• STORED ROWS:
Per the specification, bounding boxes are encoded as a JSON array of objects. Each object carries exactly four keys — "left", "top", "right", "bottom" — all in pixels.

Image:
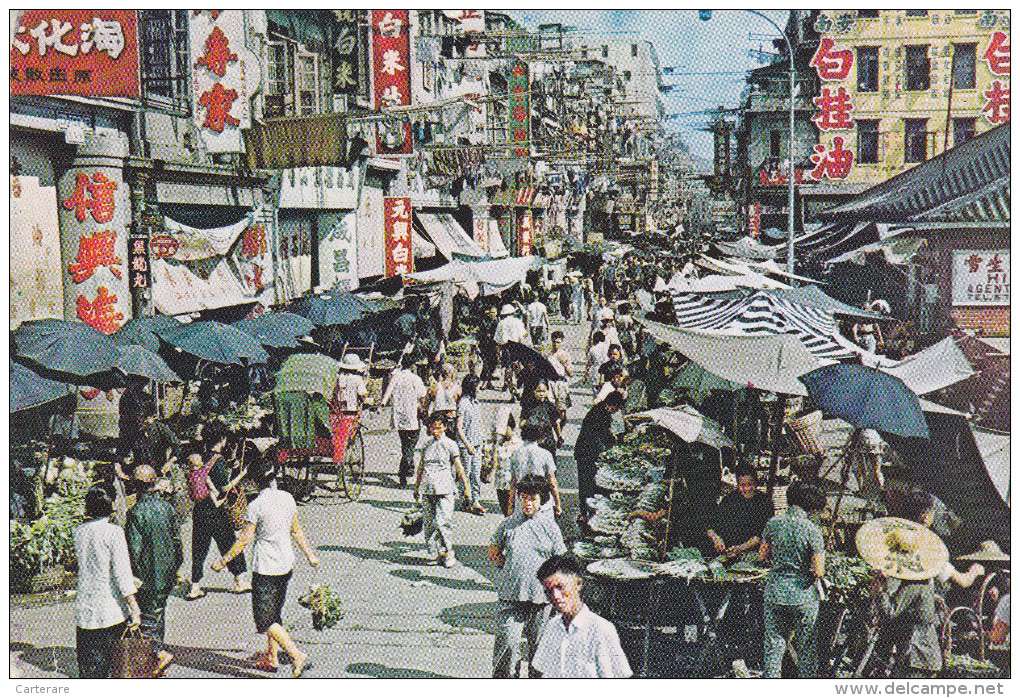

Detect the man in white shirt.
[
  {"left": 526, "top": 297, "right": 549, "bottom": 349},
  {"left": 531, "top": 555, "right": 633, "bottom": 679},
  {"left": 383, "top": 354, "right": 428, "bottom": 488},
  {"left": 414, "top": 412, "right": 473, "bottom": 567}
]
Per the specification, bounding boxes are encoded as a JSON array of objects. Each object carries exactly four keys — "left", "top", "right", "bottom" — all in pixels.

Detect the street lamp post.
[{"left": 698, "top": 9, "right": 797, "bottom": 275}]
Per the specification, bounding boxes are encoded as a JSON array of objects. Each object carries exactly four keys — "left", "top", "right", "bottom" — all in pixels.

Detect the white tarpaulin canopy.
[
  {"left": 878, "top": 337, "right": 974, "bottom": 395},
  {"left": 638, "top": 318, "right": 832, "bottom": 395},
  {"left": 629, "top": 405, "right": 734, "bottom": 448}
]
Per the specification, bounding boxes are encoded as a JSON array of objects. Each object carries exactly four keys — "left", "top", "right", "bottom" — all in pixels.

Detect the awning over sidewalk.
[{"left": 414, "top": 211, "right": 488, "bottom": 260}]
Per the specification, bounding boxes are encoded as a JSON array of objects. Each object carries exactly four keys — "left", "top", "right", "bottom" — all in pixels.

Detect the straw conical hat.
[
  {"left": 957, "top": 541, "right": 1010, "bottom": 562},
  {"left": 857, "top": 516, "right": 950, "bottom": 581}
]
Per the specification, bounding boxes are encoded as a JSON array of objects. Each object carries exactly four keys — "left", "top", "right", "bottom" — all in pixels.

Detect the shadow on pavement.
[
  {"left": 346, "top": 661, "right": 455, "bottom": 679},
  {"left": 439, "top": 601, "right": 499, "bottom": 635},
  {"left": 390, "top": 568, "right": 496, "bottom": 592},
  {"left": 10, "top": 642, "right": 78, "bottom": 679}
]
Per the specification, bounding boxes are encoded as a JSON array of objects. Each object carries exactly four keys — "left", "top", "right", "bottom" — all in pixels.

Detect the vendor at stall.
[{"left": 708, "top": 467, "right": 775, "bottom": 556}]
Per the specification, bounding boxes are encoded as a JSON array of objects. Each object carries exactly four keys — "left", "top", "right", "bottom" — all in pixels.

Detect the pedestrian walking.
[
  {"left": 414, "top": 414, "right": 473, "bottom": 567},
  {"left": 759, "top": 480, "right": 826, "bottom": 679},
  {"left": 185, "top": 420, "right": 251, "bottom": 601},
  {"left": 383, "top": 354, "right": 427, "bottom": 487},
  {"left": 574, "top": 392, "right": 623, "bottom": 526},
  {"left": 212, "top": 458, "right": 318, "bottom": 679},
  {"left": 489, "top": 473, "right": 567, "bottom": 679},
  {"left": 526, "top": 296, "right": 549, "bottom": 351},
  {"left": 74, "top": 485, "right": 142, "bottom": 679},
  {"left": 533, "top": 555, "right": 633, "bottom": 679},
  {"left": 124, "top": 463, "right": 185, "bottom": 676},
  {"left": 510, "top": 422, "right": 563, "bottom": 516},
  {"left": 456, "top": 373, "right": 486, "bottom": 516}
]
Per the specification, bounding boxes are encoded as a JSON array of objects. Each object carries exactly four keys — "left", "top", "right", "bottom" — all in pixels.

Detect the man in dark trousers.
[
  {"left": 574, "top": 391, "right": 623, "bottom": 526},
  {"left": 124, "top": 463, "right": 185, "bottom": 676}
]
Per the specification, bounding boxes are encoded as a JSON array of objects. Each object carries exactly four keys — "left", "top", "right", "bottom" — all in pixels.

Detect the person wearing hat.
[
  {"left": 495, "top": 303, "right": 527, "bottom": 390},
  {"left": 124, "top": 463, "right": 185, "bottom": 676}
]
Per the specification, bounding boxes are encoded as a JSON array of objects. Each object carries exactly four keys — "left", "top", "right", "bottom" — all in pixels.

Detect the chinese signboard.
[
  {"left": 372, "top": 10, "right": 414, "bottom": 155},
  {"left": 953, "top": 250, "right": 1010, "bottom": 305},
  {"left": 517, "top": 208, "right": 534, "bottom": 257},
  {"left": 383, "top": 196, "right": 414, "bottom": 278},
  {"left": 10, "top": 10, "right": 139, "bottom": 97},
  {"left": 189, "top": 10, "right": 252, "bottom": 153},
  {"left": 128, "top": 228, "right": 152, "bottom": 289},
  {"left": 333, "top": 10, "right": 361, "bottom": 95},
  {"left": 507, "top": 60, "right": 531, "bottom": 156},
  {"left": 57, "top": 166, "right": 131, "bottom": 335}
]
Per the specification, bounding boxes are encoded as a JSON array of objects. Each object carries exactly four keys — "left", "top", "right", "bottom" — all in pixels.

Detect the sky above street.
[{"left": 505, "top": 9, "right": 788, "bottom": 158}]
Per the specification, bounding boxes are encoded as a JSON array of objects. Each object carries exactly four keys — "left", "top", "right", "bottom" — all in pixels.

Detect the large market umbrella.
[
  {"left": 273, "top": 354, "right": 340, "bottom": 397},
  {"left": 110, "top": 315, "right": 182, "bottom": 351},
  {"left": 10, "top": 361, "right": 74, "bottom": 412},
  {"left": 156, "top": 320, "right": 269, "bottom": 363},
  {"left": 289, "top": 290, "right": 376, "bottom": 327},
  {"left": 801, "top": 363, "right": 928, "bottom": 439},
  {"left": 14, "top": 319, "right": 117, "bottom": 377},
  {"left": 114, "top": 344, "right": 183, "bottom": 383},
  {"left": 503, "top": 342, "right": 563, "bottom": 381},
  {"left": 231, "top": 312, "right": 315, "bottom": 348}
]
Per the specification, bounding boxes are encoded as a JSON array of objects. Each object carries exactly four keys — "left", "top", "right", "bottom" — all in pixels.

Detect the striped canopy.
[{"left": 673, "top": 291, "right": 857, "bottom": 360}]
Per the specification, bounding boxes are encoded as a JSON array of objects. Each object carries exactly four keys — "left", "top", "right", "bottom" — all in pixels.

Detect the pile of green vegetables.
[{"left": 10, "top": 458, "right": 95, "bottom": 591}]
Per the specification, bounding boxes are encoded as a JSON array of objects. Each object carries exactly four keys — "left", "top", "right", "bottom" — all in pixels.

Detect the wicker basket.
[{"left": 786, "top": 409, "right": 822, "bottom": 455}]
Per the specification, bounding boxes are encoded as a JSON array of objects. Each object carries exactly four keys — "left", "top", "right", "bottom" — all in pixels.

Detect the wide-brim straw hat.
[
  {"left": 856, "top": 516, "right": 950, "bottom": 582},
  {"left": 957, "top": 541, "right": 1010, "bottom": 562},
  {"left": 338, "top": 354, "right": 365, "bottom": 372}
]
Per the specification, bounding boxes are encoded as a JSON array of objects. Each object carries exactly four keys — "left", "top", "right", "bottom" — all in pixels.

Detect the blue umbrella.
[
  {"left": 156, "top": 320, "right": 269, "bottom": 363},
  {"left": 231, "top": 312, "right": 315, "bottom": 348},
  {"left": 800, "top": 363, "right": 928, "bottom": 439},
  {"left": 110, "top": 315, "right": 182, "bottom": 351},
  {"left": 14, "top": 319, "right": 117, "bottom": 377},
  {"left": 10, "top": 361, "right": 74, "bottom": 412},
  {"left": 114, "top": 344, "right": 183, "bottom": 383}
]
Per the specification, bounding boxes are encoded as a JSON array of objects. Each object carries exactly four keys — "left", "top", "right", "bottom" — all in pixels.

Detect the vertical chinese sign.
[
  {"left": 507, "top": 60, "right": 531, "bottom": 157},
  {"left": 57, "top": 165, "right": 131, "bottom": 335},
  {"left": 811, "top": 37, "right": 857, "bottom": 180},
  {"left": 981, "top": 32, "right": 1010, "bottom": 126},
  {"left": 372, "top": 10, "right": 413, "bottom": 154},
  {"left": 189, "top": 10, "right": 249, "bottom": 153},
  {"left": 383, "top": 196, "right": 414, "bottom": 278},
  {"left": 333, "top": 10, "right": 361, "bottom": 95},
  {"left": 517, "top": 208, "right": 534, "bottom": 257},
  {"left": 10, "top": 10, "right": 139, "bottom": 97}
]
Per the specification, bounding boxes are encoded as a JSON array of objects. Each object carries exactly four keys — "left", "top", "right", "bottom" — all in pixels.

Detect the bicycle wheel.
[{"left": 337, "top": 427, "right": 365, "bottom": 502}]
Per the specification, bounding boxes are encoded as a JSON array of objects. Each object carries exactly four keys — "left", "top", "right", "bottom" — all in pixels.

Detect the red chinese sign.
[
  {"left": 10, "top": 10, "right": 140, "bottom": 97},
  {"left": 78, "top": 286, "right": 124, "bottom": 335},
  {"left": 981, "top": 80, "right": 1010, "bottom": 123},
  {"left": 811, "top": 136, "right": 854, "bottom": 180},
  {"left": 811, "top": 87, "right": 854, "bottom": 131},
  {"left": 63, "top": 172, "right": 117, "bottom": 223},
  {"left": 981, "top": 32, "right": 1010, "bottom": 76},
  {"left": 67, "top": 230, "right": 123, "bottom": 284},
  {"left": 810, "top": 37, "right": 854, "bottom": 82},
  {"left": 383, "top": 196, "right": 414, "bottom": 278},
  {"left": 507, "top": 61, "right": 531, "bottom": 157},
  {"left": 372, "top": 10, "right": 413, "bottom": 155}
]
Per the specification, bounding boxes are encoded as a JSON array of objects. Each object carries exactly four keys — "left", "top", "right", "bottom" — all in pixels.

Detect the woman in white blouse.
[{"left": 74, "top": 486, "right": 142, "bottom": 679}]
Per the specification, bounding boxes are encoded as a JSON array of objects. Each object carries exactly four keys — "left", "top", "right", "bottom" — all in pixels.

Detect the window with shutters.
[
  {"left": 857, "top": 118, "right": 878, "bottom": 164},
  {"left": 857, "top": 46, "right": 878, "bottom": 92},
  {"left": 903, "top": 118, "right": 928, "bottom": 162},
  {"left": 907, "top": 44, "right": 931, "bottom": 92},
  {"left": 953, "top": 44, "right": 977, "bottom": 90}
]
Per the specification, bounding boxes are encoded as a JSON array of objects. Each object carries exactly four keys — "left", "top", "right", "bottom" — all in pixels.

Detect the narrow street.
[{"left": 10, "top": 314, "right": 592, "bottom": 679}]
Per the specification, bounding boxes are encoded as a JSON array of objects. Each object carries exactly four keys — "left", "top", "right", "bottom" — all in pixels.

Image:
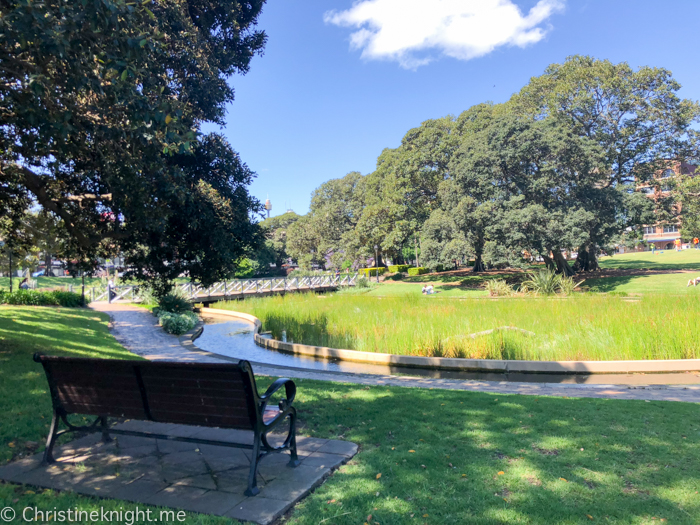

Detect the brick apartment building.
[{"left": 639, "top": 162, "right": 697, "bottom": 250}]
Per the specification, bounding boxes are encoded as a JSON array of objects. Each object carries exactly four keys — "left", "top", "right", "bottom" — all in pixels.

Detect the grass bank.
[
  {"left": 0, "top": 300, "right": 700, "bottom": 525},
  {"left": 0, "top": 306, "right": 140, "bottom": 464},
  {"left": 218, "top": 294, "right": 700, "bottom": 361},
  {"left": 598, "top": 250, "right": 700, "bottom": 270}
]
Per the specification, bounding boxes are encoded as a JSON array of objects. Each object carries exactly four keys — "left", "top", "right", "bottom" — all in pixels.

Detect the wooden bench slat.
[{"left": 152, "top": 412, "right": 253, "bottom": 430}]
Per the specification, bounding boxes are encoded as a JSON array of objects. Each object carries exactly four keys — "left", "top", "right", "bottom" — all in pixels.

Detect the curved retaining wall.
[{"left": 200, "top": 308, "right": 700, "bottom": 374}]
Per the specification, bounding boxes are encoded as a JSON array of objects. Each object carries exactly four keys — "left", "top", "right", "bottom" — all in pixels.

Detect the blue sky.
[{"left": 207, "top": 0, "right": 700, "bottom": 215}]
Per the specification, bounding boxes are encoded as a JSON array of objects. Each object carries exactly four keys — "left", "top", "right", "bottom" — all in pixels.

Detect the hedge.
[
  {"left": 0, "top": 290, "right": 89, "bottom": 308},
  {"left": 357, "top": 266, "right": 386, "bottom": 277}
]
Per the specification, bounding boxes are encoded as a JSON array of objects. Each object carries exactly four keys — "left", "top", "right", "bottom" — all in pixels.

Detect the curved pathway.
[{"left": 90, "top": 302, "right": 700, "bottom": 403}]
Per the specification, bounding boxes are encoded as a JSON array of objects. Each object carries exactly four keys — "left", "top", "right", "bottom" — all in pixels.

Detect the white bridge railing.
[{"left": 91, "top": 274, "right": 358, "bottom": 301}]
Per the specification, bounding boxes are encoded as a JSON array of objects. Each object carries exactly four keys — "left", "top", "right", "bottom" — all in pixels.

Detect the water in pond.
[{"left": 194, "top": 317, "right": 700, "bottom": 385}]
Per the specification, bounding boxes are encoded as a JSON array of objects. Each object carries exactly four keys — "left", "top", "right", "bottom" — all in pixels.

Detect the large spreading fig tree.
[
  {"left": 509, "top": 56, "right": 700, "bottom": 270},
  {"left": 0, "top": 0, "right": 266, "bottom": 288}
]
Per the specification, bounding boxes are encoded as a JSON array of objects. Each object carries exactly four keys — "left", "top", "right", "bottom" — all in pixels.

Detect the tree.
[
  {"left": 509, "top": 56, "right": 700, "bottom": 270},
  {"left": 287, "top": 214, "right": 323, "bottom": 270},
  {"left": 253, "top": 211, "right": 300, "bottom": 274},
  {"left": 287, "top": 171, "right": 364, "bottom": 268},
  {"left": 0, "top": 0, "right": 266, "bottom": 291},
  {"left": 673, "top": 174, "right": 700, "bottom": 241}
]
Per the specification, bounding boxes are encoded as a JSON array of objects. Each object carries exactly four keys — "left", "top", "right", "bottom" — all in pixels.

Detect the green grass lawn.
[
  {"left": 583, "top": 270, "right": 700, "bottom": 296},
  {"left": 599, "top": 250, "right": 700, "bottom": 270},
  {"left": 0, "top": 308, "right": 700, "bottom": 525},
  {"left": 0, "top": 306, "right": 140, "bottom": 463},
  {"left": 217, "top": 288, "right": 700, "bottom": 361},
  {"left": 0, "top": 277, "right": 102, "bottom": 291},
  {"left": 366, "top": 279, "right": 488, "bottom": 298}
]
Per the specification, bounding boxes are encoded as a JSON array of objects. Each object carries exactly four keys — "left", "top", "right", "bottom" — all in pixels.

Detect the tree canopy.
[
  {"left": 0, "top": 0, "right": 266, "bottom": 294},
  {"left": 274, "top": 56, "right": 700, "bottom": 275}
]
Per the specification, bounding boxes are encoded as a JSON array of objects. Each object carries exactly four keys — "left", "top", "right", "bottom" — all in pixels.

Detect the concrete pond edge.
[{"left": 194, "top": 308, "right": 700, "bottom": 374}]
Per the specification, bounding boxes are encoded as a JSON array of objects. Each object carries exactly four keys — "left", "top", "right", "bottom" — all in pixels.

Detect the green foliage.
[
  {"left": 355, "top": 275, "right": 370, "bottom": 289},
  {"left": 484, "top": 279, "right": 517, "bottom": 297},
  {"left": 153, "top": 293, "right": 192, "bottom": 315},
  {"left": 0, "top": 290, "right": 89, "bottom": 308},
  {"left": 0, "top": 0, "right": 266, "bottom": 294},
  {"left": 158, "top": 312, "right": 199, "bottom": 335},
  {"left": 5, "top": 304, "right": 700, "bottom": 525},
  {"left": 357, "top": 266, "right": 387, "bottom": 277},
  {"left": 221, "top": 290, "right": 700, "bottom": 361},
  {"left": 253, "top": 211, "right": 301, "bottom": 275},
  {"left": 521, "top": 270, "right": 581, "bottom": 295}
]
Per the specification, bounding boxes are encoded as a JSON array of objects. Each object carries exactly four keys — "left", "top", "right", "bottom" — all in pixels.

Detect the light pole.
[{"left": 374, "top": 244, "right": 379, "bottom": 282}]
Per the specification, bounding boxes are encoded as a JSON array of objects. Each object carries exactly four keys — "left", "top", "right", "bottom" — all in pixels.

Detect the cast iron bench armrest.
[{"left": 260, "top": 377, "right": 297, "bottom": 412}]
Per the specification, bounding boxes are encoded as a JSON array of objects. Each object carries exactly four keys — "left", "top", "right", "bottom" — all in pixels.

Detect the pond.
[{"left": 194, "top": 317, "right": 700, "bottom": 385}]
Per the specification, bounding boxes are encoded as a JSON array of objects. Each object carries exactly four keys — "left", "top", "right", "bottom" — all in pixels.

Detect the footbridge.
[{"left": 85, "top": 273, "right": 358, "bottom": 305}]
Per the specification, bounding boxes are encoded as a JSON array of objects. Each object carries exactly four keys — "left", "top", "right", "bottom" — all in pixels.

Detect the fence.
[{"left": 85, "top": 274, "right": 358, "bottom": 301}]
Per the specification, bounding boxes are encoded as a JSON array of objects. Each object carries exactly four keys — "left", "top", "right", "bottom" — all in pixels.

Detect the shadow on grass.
[{"left": 0, "top": 306, "right": 141, "bottom": 464}]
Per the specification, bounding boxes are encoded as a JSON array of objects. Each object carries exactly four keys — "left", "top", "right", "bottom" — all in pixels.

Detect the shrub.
[
  {"left": 356, "top": 275, "right": 369, "bottom": 288},
  {"left": 158, "top": 312, "right": 198, "bottom": 335},
  {"left": 153, "top": 293, "right": 192, "bottom": 315},
  {"left": 0, "top": 290, "right": 89, "bottom": 308},
  {"left": 522, "top": 270, "right": 583, "bottom": 295},
  {"left": 484, "top": 279, "right": 515, "bottom": 297},
  {"left": 357, "top": 266, "right": 387, "bottom": 277},
  {"left": 559, "top": 276, "right": 583, "bottom": 295},
  {"left": 521, "top": 270, "right": 561, "bottom": 295}
]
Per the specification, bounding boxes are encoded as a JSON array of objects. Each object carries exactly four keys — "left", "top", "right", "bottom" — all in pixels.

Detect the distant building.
[{"left": 639, "top": 162, "right": 697, "bottom": 250}]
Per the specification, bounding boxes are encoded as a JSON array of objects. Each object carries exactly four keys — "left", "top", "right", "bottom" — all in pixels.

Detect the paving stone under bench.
[{"left": 0, "top": 421, "right": 357, "bottom": 525}]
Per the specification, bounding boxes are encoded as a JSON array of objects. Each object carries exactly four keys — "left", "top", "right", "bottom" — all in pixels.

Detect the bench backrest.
[{"left": 34, "top": 355, "right": 262, "bottom": 430}]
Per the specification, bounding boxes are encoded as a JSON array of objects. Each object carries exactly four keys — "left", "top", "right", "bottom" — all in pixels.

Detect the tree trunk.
[
  {"left": 552, "top": 249, "right": 576, "bottom": 277},
  {"left": 472, "top": 239, "right": 486, "bottom": 273},
  {"left": 413, "top": 236, "right": 420, "bottom": 266},
  {"left": 542, "top": 255, "right": 557, "bottom": 272}
]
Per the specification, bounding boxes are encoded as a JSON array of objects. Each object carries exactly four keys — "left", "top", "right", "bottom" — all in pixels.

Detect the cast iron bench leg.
[
  {"left": 44, "top": 410, "right": 59, "bottom": 463},
  {"left": 288, "top": 410, "right": 299, "bottom": 467},
  {"left": 245, "top": 430, "right": 260, "bottom": 496},
  {"left": 100, "top": 416, "right": 112, "bottom": 443}
]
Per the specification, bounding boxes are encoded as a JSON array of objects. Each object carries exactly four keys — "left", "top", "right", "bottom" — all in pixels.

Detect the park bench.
[{"left": 34, "top": 354, "right": 299, "bottom": 496}]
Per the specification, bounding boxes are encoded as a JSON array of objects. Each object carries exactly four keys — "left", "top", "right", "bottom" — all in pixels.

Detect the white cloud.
[{"left": 324, "top": 0, "right": 564, "bottom": 69}]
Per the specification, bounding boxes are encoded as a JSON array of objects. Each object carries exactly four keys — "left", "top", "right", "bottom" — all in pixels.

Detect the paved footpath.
[{"left": 91, "top": 302, "right": 700, "bottom": 403}]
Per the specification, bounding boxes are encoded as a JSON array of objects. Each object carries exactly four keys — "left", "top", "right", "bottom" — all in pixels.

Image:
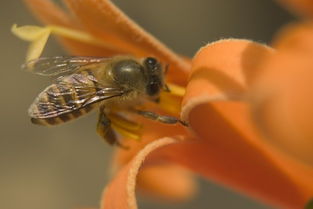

• WHAT YOU SHOULD DO: Show every line of the data above that contains the word “curved”, treating uppercase and lowercase as different.

• RESPONSE BELOW:
Detect the curved retaining wall.
Detect the curved pathway.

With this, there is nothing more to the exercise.